### ENTRIES SUPPLIED ###

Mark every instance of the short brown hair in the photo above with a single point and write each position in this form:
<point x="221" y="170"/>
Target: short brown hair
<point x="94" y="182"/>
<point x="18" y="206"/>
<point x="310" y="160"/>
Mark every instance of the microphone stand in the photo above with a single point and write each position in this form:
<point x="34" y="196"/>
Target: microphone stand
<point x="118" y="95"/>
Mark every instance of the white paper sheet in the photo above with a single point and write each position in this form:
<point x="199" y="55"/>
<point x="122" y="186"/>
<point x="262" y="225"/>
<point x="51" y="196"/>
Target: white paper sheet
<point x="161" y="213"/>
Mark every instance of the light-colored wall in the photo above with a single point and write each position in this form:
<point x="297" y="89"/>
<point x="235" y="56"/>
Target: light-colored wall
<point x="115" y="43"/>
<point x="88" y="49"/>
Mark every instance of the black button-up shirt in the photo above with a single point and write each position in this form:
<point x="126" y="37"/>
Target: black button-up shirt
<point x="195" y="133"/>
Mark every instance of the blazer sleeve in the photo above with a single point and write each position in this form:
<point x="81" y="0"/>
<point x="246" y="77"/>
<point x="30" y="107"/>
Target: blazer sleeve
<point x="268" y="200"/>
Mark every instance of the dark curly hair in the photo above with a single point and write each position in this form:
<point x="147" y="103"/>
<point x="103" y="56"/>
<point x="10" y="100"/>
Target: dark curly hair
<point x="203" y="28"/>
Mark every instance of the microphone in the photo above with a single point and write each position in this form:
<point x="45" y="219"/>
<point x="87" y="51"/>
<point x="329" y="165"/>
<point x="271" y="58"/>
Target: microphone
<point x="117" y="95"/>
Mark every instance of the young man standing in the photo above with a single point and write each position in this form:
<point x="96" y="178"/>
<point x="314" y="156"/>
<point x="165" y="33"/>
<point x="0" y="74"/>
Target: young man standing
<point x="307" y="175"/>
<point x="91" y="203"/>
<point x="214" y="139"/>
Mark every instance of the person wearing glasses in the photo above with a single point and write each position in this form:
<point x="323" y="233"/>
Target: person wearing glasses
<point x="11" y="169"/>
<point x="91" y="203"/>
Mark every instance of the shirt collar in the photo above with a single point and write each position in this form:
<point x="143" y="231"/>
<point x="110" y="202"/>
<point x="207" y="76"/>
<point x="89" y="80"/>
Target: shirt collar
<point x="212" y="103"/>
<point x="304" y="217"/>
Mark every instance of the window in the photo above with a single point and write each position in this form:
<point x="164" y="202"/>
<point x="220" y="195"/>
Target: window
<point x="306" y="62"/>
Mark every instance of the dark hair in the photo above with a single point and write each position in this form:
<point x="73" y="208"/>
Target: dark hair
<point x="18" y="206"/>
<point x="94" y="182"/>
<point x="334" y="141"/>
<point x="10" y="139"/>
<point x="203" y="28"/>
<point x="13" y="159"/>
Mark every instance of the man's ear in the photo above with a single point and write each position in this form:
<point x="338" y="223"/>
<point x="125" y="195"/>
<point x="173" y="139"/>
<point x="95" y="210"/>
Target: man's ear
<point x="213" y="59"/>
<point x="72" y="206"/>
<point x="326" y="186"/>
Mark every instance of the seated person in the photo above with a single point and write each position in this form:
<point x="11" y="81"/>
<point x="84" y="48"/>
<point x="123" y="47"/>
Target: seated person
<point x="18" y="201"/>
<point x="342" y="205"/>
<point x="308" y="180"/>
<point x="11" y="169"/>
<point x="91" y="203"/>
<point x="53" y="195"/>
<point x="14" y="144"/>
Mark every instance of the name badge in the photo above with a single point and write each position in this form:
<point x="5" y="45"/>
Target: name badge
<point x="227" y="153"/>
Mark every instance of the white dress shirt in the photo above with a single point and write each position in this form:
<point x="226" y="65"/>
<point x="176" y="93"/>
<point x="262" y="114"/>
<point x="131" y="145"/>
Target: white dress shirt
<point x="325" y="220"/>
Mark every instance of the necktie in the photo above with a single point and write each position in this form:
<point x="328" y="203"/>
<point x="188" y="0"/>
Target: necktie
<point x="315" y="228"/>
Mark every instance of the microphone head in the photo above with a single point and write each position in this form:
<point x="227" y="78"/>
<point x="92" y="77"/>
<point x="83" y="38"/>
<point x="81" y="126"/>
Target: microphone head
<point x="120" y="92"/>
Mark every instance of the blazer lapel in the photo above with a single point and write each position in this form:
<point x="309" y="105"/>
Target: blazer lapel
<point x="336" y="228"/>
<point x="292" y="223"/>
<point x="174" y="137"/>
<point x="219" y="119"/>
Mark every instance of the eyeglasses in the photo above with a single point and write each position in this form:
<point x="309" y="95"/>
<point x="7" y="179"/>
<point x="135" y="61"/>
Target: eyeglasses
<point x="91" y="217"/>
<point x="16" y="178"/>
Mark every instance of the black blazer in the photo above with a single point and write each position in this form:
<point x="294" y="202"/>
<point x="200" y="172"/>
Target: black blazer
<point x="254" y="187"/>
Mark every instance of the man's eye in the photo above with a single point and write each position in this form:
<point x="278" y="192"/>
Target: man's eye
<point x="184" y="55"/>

###

== DESCRIPTION OF THE TASK ==
Each entry above should be restated exactly as supplied.

== RESULT OF THE EXERCISE ==
Mark every instance of the short brown hair in the photo above with a single point and write each position in this form:
<point x="221" y="170"/>
Target: short brown hair
<point x="94" y="182"/>
<point x="18" y="206"/>
<point x="310" y="160"/>
Mark every instance of the microphone stand in the photo above with a single point and write each position in this form:
<point x="34" y="196"/>
Target: microphone stand
<point x="118" y="95"/>
Mark every instance of the white paper sheet in the photo above with a single point and write each position in this form:
<point x="199" y="55"/>
<point x="122" y="186"/>
<point x="262" y="225"/>
<point x="51" y="196"/>
Target: white paper sheet
<point x="161" y="213"/>
Mark every instance of the light-colored wall in the photo above with a single point and write each position in this form:
<point x="297" y="89"/>
<point x="235" y="56"/>
Target: light-colored wall
<point x="115" y="43"/>
<point x="88" y="49"/>
Mark every instance of the black button-up shirt in the photo above with a single point and write each position in this form:
<point x="126" y="37"/>
Target: black button-up shirt
<point x="195" y="133"/>
Mark every instance of the blazer sleeve in the photo above with a single point and write each position in this form:
<point x="81" y="0"/>
<point x="246" y="77"/>
<point x="30" y="107"/>
Target: blazer sleeve
<point x="268" y="200"/>
Mark every instance of the dark curly hair in the photo above with a single point and write each position in this form:
<point x="147" y="103"/>
<point x="103" y="56"/>
<point x="10" y="100"/>
Target: dark curly hair
<point x="203" y="28"/>
Mark every instance of the microphone in the photo above with a single point and write each position in this form:
<point x="45" y="219"/>
<point x="87" y="51"/>
<point x="329" y="165"/>
<point x="271" y="58"/>
Target: microphone
<point x="117" y="95"/>
Mark every instance of the young man standing in the photo above with a single point and write each position in this form:
<point x="96" y="178"/>
<point x="314" y="156"/>
<point x="165" y="33"/>
<point x="0" y="74"/>
Target: young man standing
<point x="307" y="175"/>
<point x="91" y="203"/>
<point x="214" y="139"/>
Mark every instance of the person wearing glasses in the photo above with a single point and write each position in this form:
<point x="323" y="233"/>
Target: person wearing glasses
<point x="11" y="169"/>
<point x="91" y="203"/>
Mark every instance of the shirt collar in the photo above with a single point and write each position in this form:
<point x="143" y="231"/>
<point x="110" y="202"/>
<point x="207" y="76"/>
<point x="89" y="80"/>
Target: shirt collar
<point x="212" y="103"/>
<point x="304" y="217"/>
Mark every instance of the window in the photo above with a single point and write each position in this form:
<point x="164" y="202"/>
<point x="220" y="195"/>
Target: window
<point x="306" y="62"/>
Mark every instance of the dark hair in the photo above with a single point and write each position in this form:
<point x="73" y="208"/>
Target: dark hair
<point x="18" y="206"/>
<point x="94" y="182"/>
<point x="334" y="141"/>
<point x="10" y="139"/>
<point x="203" y="28"/>
<point x="13" y="159"/>
Mark every instance of the man's ear in the photo above with a single point and write each position in this form:
<point x="338" y="223"/>
<point x="125" y="195"/>
<point x="173" y="139"/>
<point x="95" y="210"/>
Target: man's ear
<point x="213" y="59"/>
<point x="72" y="206"/>
<point x="326" y="186"/>
Mark every instance of the seated person in the photo above with a single point and write each position in this form:
<point x="11" y="81"/>
<point x="84" y="48"/>
<point x="123" y="47"/>
Target: seated person
<point x="18" y="201"/>
<point x="342" y="205"/>
<point x="308" y="180"/>
<point x="11" y="169"/>
<point x="91" y="203"/>
<point x="53" y="195"/>
<point x="14" y="144"/>
Mark every instance of the name badge in the photo above with a single point and write each position in this form:
<point x="5" y="45"/>
Target: name badge
<point x="227" y="153"/>
Mark every instance of the white dress shirt in the photo above with a single point and write each position in this form:
<point x="226" y="65"/>
<point x="176" y="93"/>
<point x="262" y="114"/>
<point x="131" y="145"/>
Target: white dress shirt
<point x="325" y="220"/>
Mark every instance of the necktie in the photo above with a single point and write each position in this form:
<point x="328" y="203"/>
<point x="188" y="0"/>
Target: necktie
<point x="315" y="228"/>
Mark every instance of the microphone head in the photo above with a single point and write each position in this form:
<point x="227" y="78"/>
<point x="92" y="77"/>
<point x="83" y="38"/>
<point x="81" y="126"/>
Target: microphone head
<point x="120" y="92"/>
Mark every instance of the blazer lapel in the photo above with a single point and write each position in this form:
<point x="309" y="105"/>
Target: blazer lapel
<point x="336" y="228"/>
<point x="292" y="223"/>
<point x="174" y="137"/>
<point x="219" y="119"/>
Mark every instance of the eyeglasses in the photo above with a single point and write each position in this form:
<point x="309" y="95"/>
<point x="7" y="179"/>
<point x="135" y="61"/>
Target: eyeglasses
<point x="91" y="217"/>
<point x="16" y="178"/>
Mark every instance of the black blazer in the photo above with a single point and write each position in this form:
<point x="294" y="202"/>
<point x="200" y="172"/>
Target: black blazer
<point x="254" y="187"/>
Mark every instance of the man's eye in the photo above with a single point and write each position in this form:
<point x="278" y="192"/>
Target: man's eye
<point x="184" y="55"/>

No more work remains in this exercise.